- **WHAT IS EXPECTED**: Transcribe the lines below verbatim, skipping the images.

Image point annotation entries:
================

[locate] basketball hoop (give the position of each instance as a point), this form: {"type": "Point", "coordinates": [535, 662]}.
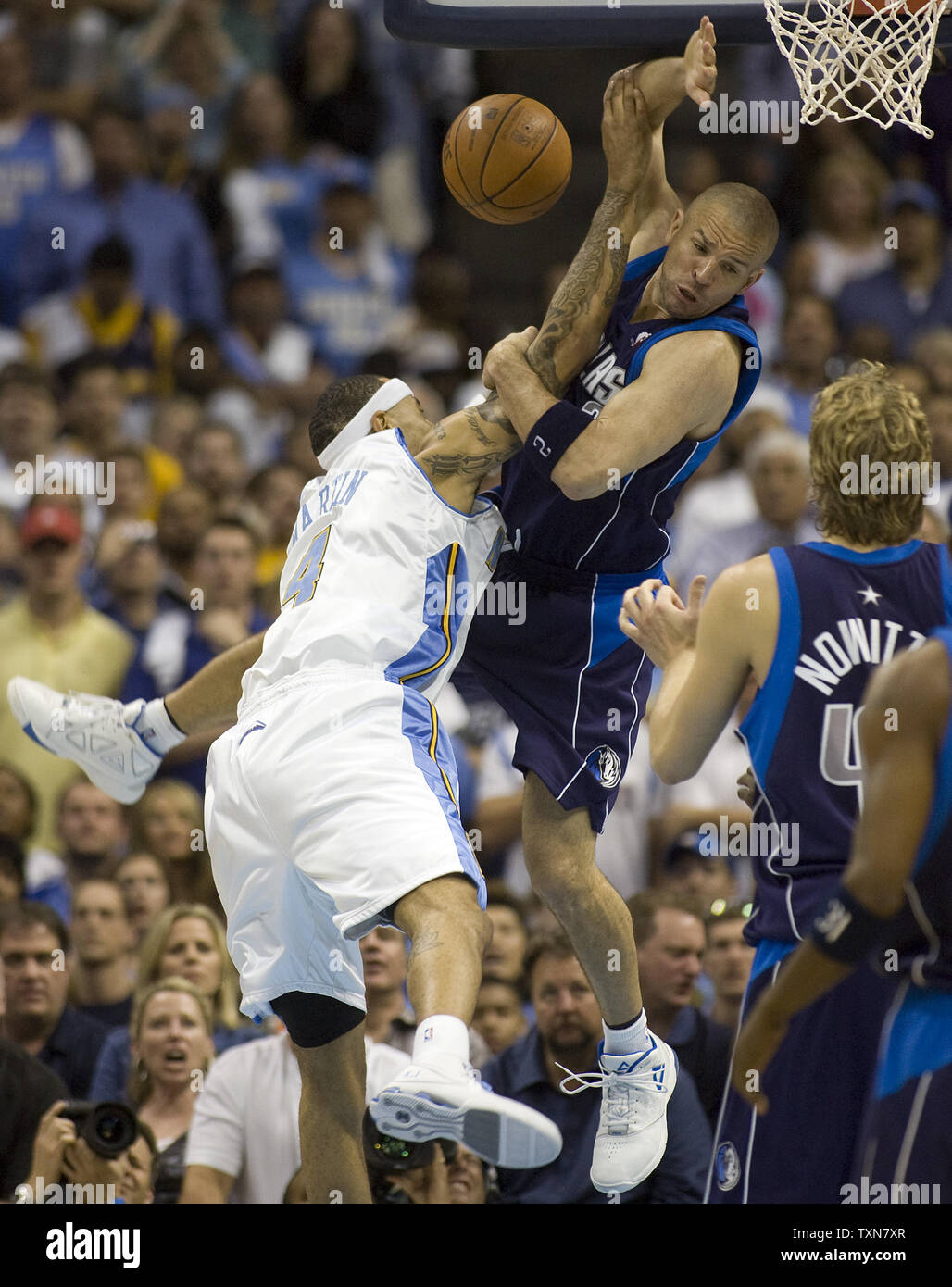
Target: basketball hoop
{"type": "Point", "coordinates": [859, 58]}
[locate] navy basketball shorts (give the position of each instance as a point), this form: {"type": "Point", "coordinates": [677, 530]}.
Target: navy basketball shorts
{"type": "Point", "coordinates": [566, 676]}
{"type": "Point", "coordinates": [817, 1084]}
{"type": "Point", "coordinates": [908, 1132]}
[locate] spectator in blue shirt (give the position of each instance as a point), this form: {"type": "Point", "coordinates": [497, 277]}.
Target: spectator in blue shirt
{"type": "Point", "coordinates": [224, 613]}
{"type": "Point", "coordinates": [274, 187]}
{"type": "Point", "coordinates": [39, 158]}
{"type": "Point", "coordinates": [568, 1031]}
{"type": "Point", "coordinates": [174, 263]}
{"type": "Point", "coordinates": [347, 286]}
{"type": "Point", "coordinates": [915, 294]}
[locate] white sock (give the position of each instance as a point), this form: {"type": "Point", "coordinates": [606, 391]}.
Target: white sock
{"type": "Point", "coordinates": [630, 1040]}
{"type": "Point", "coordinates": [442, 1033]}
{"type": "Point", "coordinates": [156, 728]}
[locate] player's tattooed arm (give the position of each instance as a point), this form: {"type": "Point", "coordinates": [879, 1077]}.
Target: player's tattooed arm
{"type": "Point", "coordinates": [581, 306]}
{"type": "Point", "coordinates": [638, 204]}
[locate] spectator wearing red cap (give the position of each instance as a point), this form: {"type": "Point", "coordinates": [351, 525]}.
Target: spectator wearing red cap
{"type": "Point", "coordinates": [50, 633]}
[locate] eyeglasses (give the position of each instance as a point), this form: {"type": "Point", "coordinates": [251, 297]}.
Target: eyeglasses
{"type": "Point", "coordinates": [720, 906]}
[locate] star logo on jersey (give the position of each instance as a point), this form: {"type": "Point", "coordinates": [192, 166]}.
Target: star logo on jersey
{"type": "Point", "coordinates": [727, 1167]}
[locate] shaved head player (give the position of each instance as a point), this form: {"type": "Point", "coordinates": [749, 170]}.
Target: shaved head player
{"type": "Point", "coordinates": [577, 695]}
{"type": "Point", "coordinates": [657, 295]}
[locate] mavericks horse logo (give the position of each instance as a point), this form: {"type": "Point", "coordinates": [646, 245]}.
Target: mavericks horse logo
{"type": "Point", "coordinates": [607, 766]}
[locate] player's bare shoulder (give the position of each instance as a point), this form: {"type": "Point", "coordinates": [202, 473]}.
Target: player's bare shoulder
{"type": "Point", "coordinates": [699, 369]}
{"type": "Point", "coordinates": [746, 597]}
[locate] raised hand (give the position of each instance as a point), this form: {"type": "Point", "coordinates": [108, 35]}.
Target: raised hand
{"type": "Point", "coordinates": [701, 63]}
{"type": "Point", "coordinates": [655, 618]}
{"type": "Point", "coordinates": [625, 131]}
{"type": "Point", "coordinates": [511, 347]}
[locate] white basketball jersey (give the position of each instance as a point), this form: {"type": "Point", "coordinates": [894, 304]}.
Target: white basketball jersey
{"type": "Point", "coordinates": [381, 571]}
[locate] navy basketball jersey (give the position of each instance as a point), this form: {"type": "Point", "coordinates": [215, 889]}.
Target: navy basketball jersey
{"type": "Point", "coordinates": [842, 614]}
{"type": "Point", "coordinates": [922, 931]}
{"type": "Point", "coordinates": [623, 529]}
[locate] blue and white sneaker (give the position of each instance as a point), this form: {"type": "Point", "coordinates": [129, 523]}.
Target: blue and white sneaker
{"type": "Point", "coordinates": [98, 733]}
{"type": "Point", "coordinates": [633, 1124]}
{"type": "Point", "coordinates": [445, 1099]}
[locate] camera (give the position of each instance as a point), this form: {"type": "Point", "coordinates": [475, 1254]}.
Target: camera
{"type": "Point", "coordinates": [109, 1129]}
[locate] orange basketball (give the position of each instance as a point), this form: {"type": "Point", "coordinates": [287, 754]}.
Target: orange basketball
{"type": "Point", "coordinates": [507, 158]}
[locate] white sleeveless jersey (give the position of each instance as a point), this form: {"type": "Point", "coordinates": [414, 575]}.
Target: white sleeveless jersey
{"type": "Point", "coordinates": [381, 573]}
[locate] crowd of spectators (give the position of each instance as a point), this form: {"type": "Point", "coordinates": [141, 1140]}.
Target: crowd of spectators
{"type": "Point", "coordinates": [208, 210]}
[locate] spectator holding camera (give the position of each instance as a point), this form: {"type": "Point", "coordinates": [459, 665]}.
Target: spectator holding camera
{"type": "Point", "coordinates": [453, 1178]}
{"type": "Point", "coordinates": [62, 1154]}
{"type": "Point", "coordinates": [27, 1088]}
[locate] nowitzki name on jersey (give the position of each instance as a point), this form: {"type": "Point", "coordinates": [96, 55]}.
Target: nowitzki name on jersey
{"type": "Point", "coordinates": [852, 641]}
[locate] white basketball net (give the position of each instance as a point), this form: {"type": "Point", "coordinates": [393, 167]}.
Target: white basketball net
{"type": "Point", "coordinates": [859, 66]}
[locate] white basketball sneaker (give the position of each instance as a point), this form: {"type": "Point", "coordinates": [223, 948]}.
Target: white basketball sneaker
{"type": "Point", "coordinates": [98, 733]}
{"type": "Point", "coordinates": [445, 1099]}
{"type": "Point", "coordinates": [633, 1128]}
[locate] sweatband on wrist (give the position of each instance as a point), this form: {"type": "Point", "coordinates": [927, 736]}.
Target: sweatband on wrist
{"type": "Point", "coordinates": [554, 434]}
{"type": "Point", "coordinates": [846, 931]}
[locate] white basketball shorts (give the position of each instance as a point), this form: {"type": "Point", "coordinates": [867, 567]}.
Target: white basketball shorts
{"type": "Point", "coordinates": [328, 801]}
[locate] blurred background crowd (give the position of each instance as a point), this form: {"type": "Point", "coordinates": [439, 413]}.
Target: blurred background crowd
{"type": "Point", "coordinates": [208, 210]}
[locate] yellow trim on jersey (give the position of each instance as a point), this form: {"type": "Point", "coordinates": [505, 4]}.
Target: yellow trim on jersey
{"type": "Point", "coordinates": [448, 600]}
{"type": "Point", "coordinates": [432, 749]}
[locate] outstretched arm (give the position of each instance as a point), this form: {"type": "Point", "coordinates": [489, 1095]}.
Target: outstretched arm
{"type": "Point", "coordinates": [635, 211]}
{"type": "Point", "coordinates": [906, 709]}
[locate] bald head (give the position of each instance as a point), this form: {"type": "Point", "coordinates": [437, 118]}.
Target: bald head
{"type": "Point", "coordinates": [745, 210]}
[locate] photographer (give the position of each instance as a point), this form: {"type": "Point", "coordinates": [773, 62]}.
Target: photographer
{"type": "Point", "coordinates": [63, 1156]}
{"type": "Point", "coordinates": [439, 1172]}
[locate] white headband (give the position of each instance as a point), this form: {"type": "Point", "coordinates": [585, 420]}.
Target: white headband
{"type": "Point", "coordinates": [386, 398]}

================

- **OUTPUT OF THE EXERCISE**:
[locate] basketball hoop (give the position of each instance as a point), this form: {"type": "Point", "coordinates": [535, 662]}.
Target: basketball hoop
{"type": "Point", "coordinates": [859, 58]}
[locate] navy basketball shorts (give the position of each instance as a point), this form: {"type": "Point", "coordinates": [677, 530]}.
Target: navy basketball shorts
{"type": "Point", "coordinates": [566, 676]}
{"type": "Point", "coordinates": [817, 1084]}
{"type": "Point", "coordinates": [908, 1132]}
[locate] spectator in blue shirt (give the position of each instance as a point), this form: {"type": "Point", "coordinates": [497, 277]}.
Target: spectator in blue shirt
{"type": "Point", "coordinates": [224, 613]}
{"type": "Point", "coordinates": [274, 187]}
{"type": "Point", "coordinates": [39, 158]}
{"type": "Point", "coordinates": [568, 1031]}
{"type": "Point", "coordinates": [174, 263]}
{"type": "Point", "coordinates": [347, 286]}
{"type": "Point", "coordinates": [915, 294]}
[locate] white sock (give the position of each instance as a point), this form: {"type": "Point", "coordinates": [606, 391]}.
Target: white sock
{"type": "Point", "coordinates": [630, 1040]}
{"type": "Point", "coordinates": [442, 1033]}
{"type": "Point", "coordinates": [156, 728]}
[locate] player's tattooed arm (give the position of each instance as a point), this form: {"type": "Point", "coordinates": [879, 1077]}.
Target: player's tattooed arm
{"type": "Point", "coordinates": [581, 306]}
{"type": "Point", "coordinates": [638, 204]}
[locate] spectator wearing red cap (give the position of each instance as a point), this form: {"type": "Point", "coordinates": [351, 525]}.
Target: spectator wearing red cap
{"type": "Point", "coordinates": [50, 633]}
[locate] eyeglasses (give the position of each instance as a point), this form: {"type": "Point", "coordinates": [251, 297]}.
Target: eyeglasses
{"type": "Point", "coordinates": [720, 906]}
[locate] star logo on jersey (give the position of each instance as a point), this form: {"type": "Point", "coordinates": [192, 166]}.
Target: star logo on jersey
{"type": "Point", "coordinates": [727, 1167]}
[locate] shaved head player (give the position of each instance as a point), this form: {"type": "Point", "coordinates": [749, 170]}.
Target: shaved head player
{"type": "Point", "coordinates": [577, 695]}
{"type": "Point", "coordinates": [657, 295]}
[locate] mavericks horse logo (give the position of each instance as a point), this form: {"type": "Point", "coordinates": [646, 245]}.
Target: mavericks horse logo
{"type": "Point", "coordinates": [607, 766]}
[locate] player's bare shoulder (give the position of each instance as a point), this form: {"type": "Point", "coordinates": [202, 473]}.
Target: player's bare shoulder
{"type": "Point", "coordinates": [699, 369]}
{"type": "Point", "coordinates": [746, 597]}
[locate] raised hand (give the position of each instance as a point), this form: {"type": "Point", "coordinates": [108, 35]}.
Target: raised hand
{"type": "Point", "coordinates": [701, 63]}
{"type": "Point", "coordinates": [655, 618]}
{"type": "Point", "coordinates": [625, 131]}
{"type": "Point", "coordinates": [511, 347]}
[locate] white basketball jersey (give the position of each instance as a point), this form: {"type": "Point", "coordinates": [894, 304]}.
Target: white basketball jersey
{"type": "Point", "coordinates": [381, 571]}
[locate] navy basketball jersey (give the position of each instance as a point), this form: {"type": "Point", "coordinates": [215, 889]}.
Target: navy basketball jersey
{"type": "Point", "coordinates": [842, 614]}
{"type": "Point", "coordinates": [922, 931]}
{"type": "Point", "coordinates": [623, 529]}
[locate] blue and white sneaker (give the position of each instance as a point), this form: {"type": "Point", "coordinates": [129, 523]}.
Target: blue and white sneaker
{"type": "Point", "coordinates": [98, 733]}
{"type": "Point", "coordinates": [633, 1124]}
{"type": "Point", "coordinates": [445, 1099]}
[locate] camera (give the position of each instance as a point), this form: {"type": "Point", "coordinates": [475, 1254]}.
Target: camera
{"type": "Point", "coordinates": [109, 1129]}
[locate] orange basketball (give the position of each instance as a point), this form: {"type": "Point", "coordinates": [287, 754]}.
Target: orange basketball
{"type": "Point", "coordinates": [507, 158]}
[locate] white sleeveless jersey (give the position of each instance as a point), this form: {"type": "Point", "coordinates": [414, 575]}.
Target: white sleeveless jersey
{"type": "Point", "coordinates": [381, 573]}
[locate] crowd of spectators (give the position of each instance as a point), this form: {"type": "Point", "coordinates": [141, 1140]}.
Target: crowd of spectators
{"type": "Point", "coordinates": [208, 210]}
[locate] spectator holding camera (give the position of each instance as a point), this form: {"type": "Point", "coordinates": [459, 665]}.
Target: spectator holding camera
{"type": "Point", "coordinates": [453, 1178]}
{"type": "Point", "coordinates": [62, 1154]}
{"type": "Point", "coordinates": [27, 1088]}
[locate] nowitzki name on jersey (give the position of each instance as a point), this form: {"type": "Point", "coordinates": [96, 55]}.
Target: nowitzki name on jersey
{"type": "Point", "coordinates": [852, 641]}
[locate] white basketball net (give the position of each instance as a point), this form: {"type": "Point", "coordinates": [393, 167]}.
Target: white basketball net
{"type": "Point", "coordinates": [859, 66]}
[locate] white basketball sneaker (give the position of each instance as a point), this form: {"type": "Point", "coordinates": [223, 948]}.
Target: white basketball sneaker
{"type": "Point", "coordinates": [98, 733]}
{"type": "Point", "coordinates": [445, 1099]}
{"type": "Point", "coordinates": [633, 1128]}
[locate] sweatband on wrist (give the position of each instance as a point), this form: {"type": "Point", "coordinates": [927, 736]}.
Target: sweatband on wrist
{"type": "Point", "coordinates": [554, 434]}
{"type": "Point", "coordinates": [846, 931]}
[locate] white basketball shorts (give the position of each instance as a point), this form: {"type": "Point", "coordinates": [867, 567]}.
Target: white basketball shorts
{"type": "Point", "coordinates": [328, 801]}
[locate] blurred background crowd (give the position of each instance as a point), this form: {"type": "Point", "coordinates": [439, 413]}.
Target: blurred background crowd
{"type": "Point", "coordinates": [208, 210]}
[locate] yellow trim on jersey (give the position of each instance as a point), this form: {"type": "Point", "coordinates": [505, 4]}.
Target: yellow trim on jersey
{"type": "Point", "coordinates": [448, 600]}
{"type": "Point", "coordinates": [432, 749]}
[locate] outstretched arm (give the position of each instance as a point), this form: {"type": "Point", "coordinates": [489, 1095]}.
Target: outstretched arm
{"type": "Point", "coordinates": [635, 211]}
{"type": "Point", "coordinates": [906, 709]}
[locate] bald head (give the position of each instance as a point), this form: {"type": "Point", "coordinates": [437, 118]}.
Target: bald head
{"type": "Point", "coordinates": [745, 210]}
[locate] photographer (give the position of each instance as a point), this form: {"type": "Point", "coordinates": [773, 62]}.
Target: photographer
{"type": "Point", "coordinates": [63, 1156]}
{"type": "Point", "coordinates": [439, 1172]}
[locate] white headband (give the position of each instance as a point), this form: {"type": "Point", "coordinates": [585, 420]}.
Target: white headband
{"type": "Point", "coordinates": [386, 398]}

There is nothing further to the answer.